Exercise details:
Pictures are not part of the copy; repeat everything else in the records exactly.

>>>

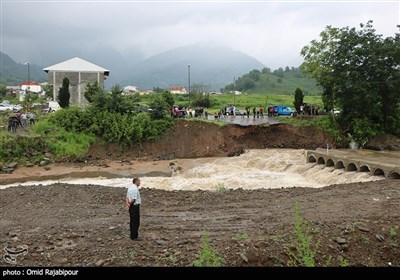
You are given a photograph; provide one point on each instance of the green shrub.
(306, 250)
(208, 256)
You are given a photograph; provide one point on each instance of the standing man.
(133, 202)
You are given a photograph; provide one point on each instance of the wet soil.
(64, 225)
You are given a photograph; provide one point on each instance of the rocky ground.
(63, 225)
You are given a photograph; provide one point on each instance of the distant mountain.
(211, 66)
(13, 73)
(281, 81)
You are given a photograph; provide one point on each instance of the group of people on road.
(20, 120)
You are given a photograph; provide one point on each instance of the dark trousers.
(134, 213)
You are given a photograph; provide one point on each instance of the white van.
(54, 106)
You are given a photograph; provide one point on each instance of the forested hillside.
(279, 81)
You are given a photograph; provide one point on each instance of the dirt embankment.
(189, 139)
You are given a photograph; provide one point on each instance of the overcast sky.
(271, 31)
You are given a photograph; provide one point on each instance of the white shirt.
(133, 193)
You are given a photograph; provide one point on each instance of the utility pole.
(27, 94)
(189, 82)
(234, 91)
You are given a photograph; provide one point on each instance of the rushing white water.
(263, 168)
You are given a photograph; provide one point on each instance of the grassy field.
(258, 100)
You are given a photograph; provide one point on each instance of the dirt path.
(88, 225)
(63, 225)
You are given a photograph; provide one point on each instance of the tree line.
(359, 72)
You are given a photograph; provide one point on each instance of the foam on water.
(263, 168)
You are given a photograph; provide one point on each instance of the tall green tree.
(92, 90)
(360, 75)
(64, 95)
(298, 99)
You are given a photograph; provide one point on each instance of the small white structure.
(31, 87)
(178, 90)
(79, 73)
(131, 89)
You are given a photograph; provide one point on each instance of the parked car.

<<<

Full output:
You are given a photograph; provide one point on each instance of the green shrub.
(306, 250)
(208, 256)
You are given a photograph; provide one point on each instance of the standing man.
(133, 202)
You are given a photograph; provide one point on each instance of the wet soil.
(64, 225)
You are given a photograph; provide one point on each instance of the rocky ground.
(63, 225)
You are given a photograph; provide one point on each instance of the distant mountain.
(211, 66)
(13, 73)
(281, 81)
You are given a photograph; provide one point on each instance of the group of people on road.
(20, 120)
You are given a photograph; provide one point on each instance of the dark trousers.
(134, 213)
You are given a photograph; provide one point on each instance of the white van.
(54, 106)
You are given a photograph; provide one point on each instance of the forested hillside.
(279, 81)
You are given a photograph; provide one point on each instance of the dirt embankment.
(189, 139)
You are given a photograph; provide one point on each instance of the overcast sky.
(271, 31)
You are given a photograph; provide one point on each instance of the white shirt.
(133, 193)
You are given a photograph; provide one point on each instance of the utility pole.
(27, 94)
(189, 82)
(234, 91)
You are given a photograph; provide one point on each instance of the rushing white water.
(263, 168)
You are given a photograph; provide one point on each instance of the grassy field.
(258, 100)
You are given a photograph; provide one point on each instance of the dirt path.
(88, 225)
(63, 225)
You are given a photograph; provide one point on each instance of the tree line.
(359, 72)
You are given a photograph; provide one point on each instance of the foam on water.
(263, 168)
You are given a photograph; provide one point on each instance of the tall green tree.
(92, 90)
(360, 75)
(64, 95)
(298, 99)
You are given a photograph; provide one point on each instance of the small white structure.
(31, 87)
(178, 90)
(79, 73)
(131, 89)
You are given a photograph; provide one point on each instance of the parked car.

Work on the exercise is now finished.